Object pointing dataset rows
• • •
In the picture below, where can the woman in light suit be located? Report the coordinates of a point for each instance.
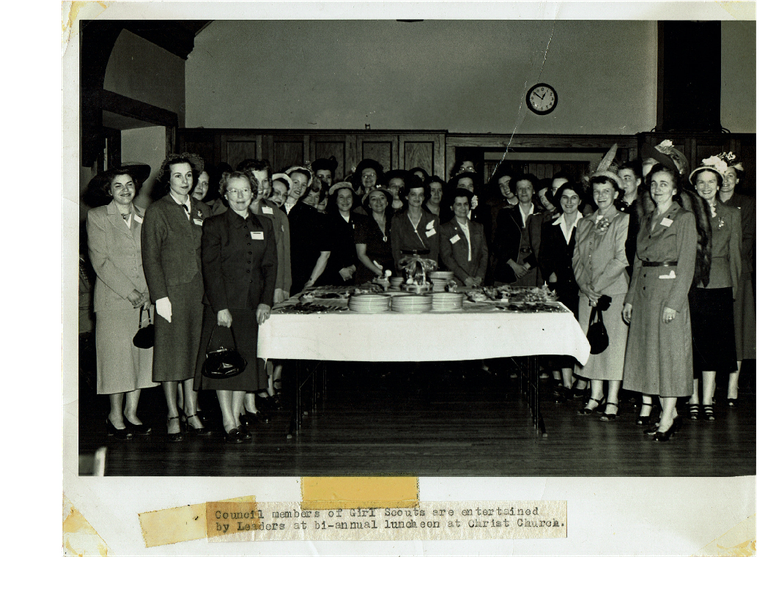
(120, 296)
(463, 248)
(600, 268)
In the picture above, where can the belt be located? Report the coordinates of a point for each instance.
(659, 263)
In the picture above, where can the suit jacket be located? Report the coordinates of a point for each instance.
(509, 235)
(281, 228)
(170, 244)
(239, 261)
(115, 254)
(455, 250)
(600, 260)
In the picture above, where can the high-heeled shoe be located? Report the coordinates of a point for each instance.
(203, 431)
(644, 419)
(119, 433)
(174, 436)
(610, 416)
(140, 429)
(586, 410)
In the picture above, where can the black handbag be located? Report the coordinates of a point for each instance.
(145, 336)
(223, 362)
(596, 332)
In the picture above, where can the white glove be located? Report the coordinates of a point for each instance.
(163, 308)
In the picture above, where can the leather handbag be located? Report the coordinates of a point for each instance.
(223, 362)
(145, 336)
(597, 335)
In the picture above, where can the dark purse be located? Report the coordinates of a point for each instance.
(223, 362)
(596, 332)
(145, 336)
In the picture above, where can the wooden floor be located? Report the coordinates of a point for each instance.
(432, 420)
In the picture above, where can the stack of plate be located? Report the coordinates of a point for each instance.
(447, 301)
(369, 303)
(412, 303)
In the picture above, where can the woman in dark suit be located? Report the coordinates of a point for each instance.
(413, 228)
(463, 248)
(558, 240)
(170, 250)
(239, 262)
(341, 223)
(120, 295)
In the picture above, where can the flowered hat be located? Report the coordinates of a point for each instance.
(666, 154)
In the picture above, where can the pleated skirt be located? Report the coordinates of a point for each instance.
(713, 329)
(121, 367)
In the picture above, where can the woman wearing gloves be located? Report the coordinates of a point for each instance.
(170, 242)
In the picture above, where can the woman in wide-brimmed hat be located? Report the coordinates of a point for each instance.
(744, 306)
(712, 302)
(120, 296)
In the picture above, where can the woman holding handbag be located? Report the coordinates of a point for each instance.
(239, 262)
(600, 269)
(121, 299)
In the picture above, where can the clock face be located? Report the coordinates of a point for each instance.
(541, 99)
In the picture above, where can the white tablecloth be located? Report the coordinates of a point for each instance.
(470, 334)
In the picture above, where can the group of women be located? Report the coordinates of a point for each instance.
(206, 267)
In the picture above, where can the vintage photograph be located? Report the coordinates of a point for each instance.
(437, 245)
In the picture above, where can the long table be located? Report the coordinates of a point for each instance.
(478, 331)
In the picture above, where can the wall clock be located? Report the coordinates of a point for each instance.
(541, 99)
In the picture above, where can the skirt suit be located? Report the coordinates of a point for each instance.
(170, 249)
(424, 237)
(377, 246)
(114, 248)
(600, 262)
(712, 322)
(239, 260)
(659, 358)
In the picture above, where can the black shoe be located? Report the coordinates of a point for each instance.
(644, 419)
(120, 434)
(235, 436)
(138, 429)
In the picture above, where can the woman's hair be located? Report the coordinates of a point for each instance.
(252, 164)
(599, 179)
(164, 176)
(691, 201)
(227, 176)
(695, 176)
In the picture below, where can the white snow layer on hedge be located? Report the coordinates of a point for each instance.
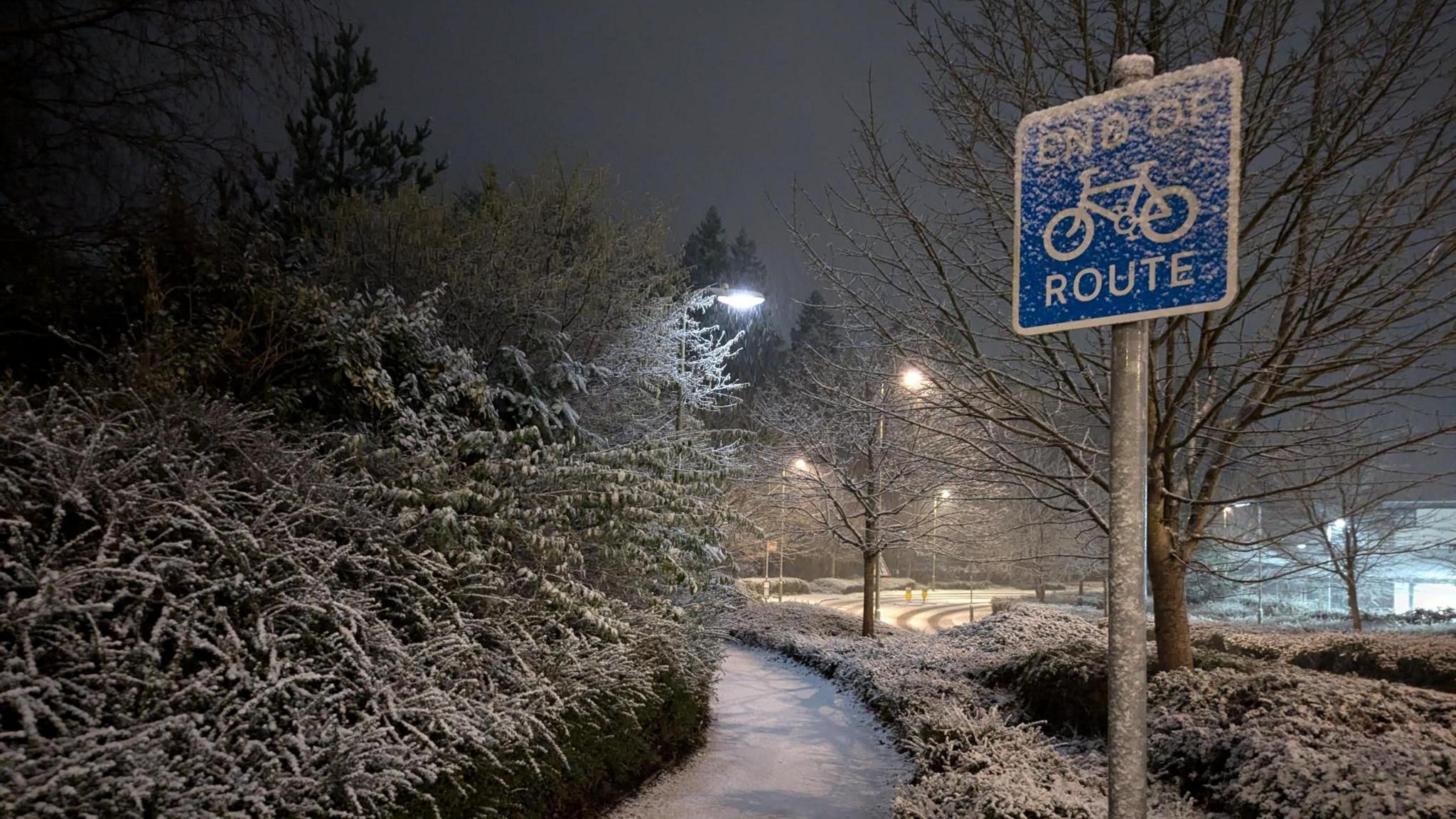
(1273, 742)
(970, 754)
(203, 620)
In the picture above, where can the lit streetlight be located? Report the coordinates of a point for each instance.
(736, 298)
(912, 379)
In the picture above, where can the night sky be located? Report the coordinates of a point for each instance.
(687, 102)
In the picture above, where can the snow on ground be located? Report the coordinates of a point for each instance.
(941, 611)
(783, 742)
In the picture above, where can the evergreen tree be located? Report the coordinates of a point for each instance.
(705, 255)
(711, 259)
(814, 330)
(744, 269)
(337, 154)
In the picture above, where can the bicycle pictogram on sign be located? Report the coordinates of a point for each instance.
(1128, 203)
(1149, 210)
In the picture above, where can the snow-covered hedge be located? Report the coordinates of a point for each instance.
(204, 617)
(836, 587)
(1286, 742)
(970, 758)
(1424, 660)
(975, 706)
(753, 587)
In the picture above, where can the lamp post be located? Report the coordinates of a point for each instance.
(935, 527)
(1258, 585)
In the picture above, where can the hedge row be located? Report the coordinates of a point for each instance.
(1424, 660)
(1242, 739)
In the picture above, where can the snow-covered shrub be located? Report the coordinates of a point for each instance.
(836, 587)
(1005, 604)
(972, 756)
(1286, 742)
(753, 587)
(203, 617)
(1424, 660)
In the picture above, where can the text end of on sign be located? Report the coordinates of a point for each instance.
(1128, 203)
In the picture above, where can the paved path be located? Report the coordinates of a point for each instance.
• • •
*Problem details*: Write out all the items again, swapping "Report the coordinates" for "Give the coordinates" wherever it appears and keeping everything else unchanged. Leave the pictures out of your answer.

*Result below*:
In the picture below, where can the woman in light suit be located? Give the coordinates of a point for each instance.
(120, 296)
(463, 248)
(600, 268)
In the picture above, where can the belt be located? Give the coordinates of a point for each instance.
(659, 263)
In the picture above, where can the suit jacket be located? Give the coordinates of a point for each instance.
(509, 235)
(281, 228)
(170, 244)
(239, 261)
(115, 254)
(455, 250)
(600, 260)
In the picture above, where can the high-heeled shoe be located? Give the coordinates of a point for each instance.
(203, 431)
(644, 419)
(119, 433)
(174, 436)
(610, 416)
(140, 429)
(586, 410)
In the picture above, where can the black handbag be located? Give the coordinates of a point for each instance.
(145, 336)
(223, 362)
(596, 332)
In the picture above, where can the white glove be located? Give the coordinates of a point for each instance.
(163, 308)
In the picture above, where can the leather handbag be located? Give the coordinates of a point for each instance.
(223, 362)
(145, 336)
(597, 335)
In the picture above, where can the dark purse be located? Give the coordinates of a point for each instance.
(223, 362)
(596, 332)
(145, 336)
In the picture above, where can the wooden floor be located? Give the coordinates of a point for each instance.
(432, 420)
In the picture above, where can the stack of plate be located? Give the coordinates of a point for each instance.
(447, 301)
(369, 303)
(412, 303)
In the picture above, where can the woman in dark suit be located? Give the coordinates of a point for each instance.
(413, 228)
(463, 248)
(558, 240)
(170, 250)
(239, 262)
(341, 223)
(120, 295)
In the picture above, where can the flowered hat be located? Give the coordinates of a point for each instance.
(666, 154)
In the picture above, where can the pleated skirt be located? Give the coordinates of a point for each instance.
(713, 329)
(121, 367)
In the picture above, where can the woman wearing gloves be located? Give the coordinates of a point for each instance.
(170, 242)
In the picture above, where can the woman in wide-brimmed hat be located? Give the coordinates of a point for each instance.
(744, 306)
(712, 302)
(120, 296)
In the picture above, where can the woman holding handbag be located? Give the coordinates of a point for each instance.
(239, 262)
(600, 269)
(121, 299)
In the picture above, where can the clock face be located? Give the coordinates of a point for each instance.
(541, 99)
In the picture above, where can the white tablecloth be located? Give the coordinates of a point for each instance.
(470, 334)
In the picture above, where can the group of women be located? Give the coordinates of a point for each instance.
(206, 267)
In the picture above, where can the vintage photograph be located? Give the coordinates of a point for each instance.
(437, 245)
In the picture above, where can the long table be located? Give the coordinates of a point for each instance.
(478, 331)
In the picture above, where can the wall clock be located? Give the coordinates of a point for each instance.
(541, 99)
In the picture above, where can the skirt suit be located? Give the coordinates of a point for each instance.
(170, 249)
(424, 237)
(377, 246)
(114, 248)
(600, 262)
(712, 322)
(239, 260)
(659, 358)
In the picture above, where can the black shoe be located? Give the coordinates of a point for each instance.
(644, 419)
(120, 434)
(235, 436)
(138, 429)
In the picture above, where can the woman's hair be located? Give the coordinates of a point for each instance.
(252, 164)
(599, 179)
(164, 176)
(691, 201)
(227, 176)
(695, 176)
In the picture below, where can the white snow layer on hedge be located? Give the coordinates of a point for each instance.
(1273, 742)
(970, 754)
(203, 620)
In the picture above, where can the lit streetlight be located? Give the coordinates of a point for each instance.
(736, 298)
(912, 379)
In the picture above, where can the night sky be located? Give the coordinates of a point for each instance.
(687, 102)
In the picture above, where can the snow on ground be located? Give the coordinates of a point for each instance.
(941, 611)
(783, 742)
In the picture above, where can the evergreen tree be located? Give the coordinates of a point for each instance.
(705, 255)
(711, 259)
(814, 330)
(744, 269)
(337, 154)
In the picture above, where can the bicycle pictogram on sign be located? Give the coordinates of a point for each instance.
(1128, 203)
(1149, 210)
In the picture above, where can the snow-covered hedge be located? Give the coordinates of a point for each instance.
(204, 617)
(836, 587)
(1286, 742)
(970, 758)
(1424, 660)
(975, 706)
(753, 587)
In the picture above, where can the lamp post be located? Give the coordinates of a point for each instance.
(935, 527)
(1258, 585)
In the picture above, where can the hedge row be located? Give the coordinates of a point for each instance.
(1424, 660)
(1242, 739)
In the picture above, where can the snow-covered shrub be located? Give the coordinates of a point for each instance.
(836, 587)
(1005, 604)
(972, 756)
(1286, 742)
(753, 587)
(203, 617)
(1424, 660)
In the picture above, where can the text end of on sign be located? Give the coordinates of a point for each instance.
(1128, 203)
In the picture above, where can the paved path be located? Give the coordinates of a point for each instance.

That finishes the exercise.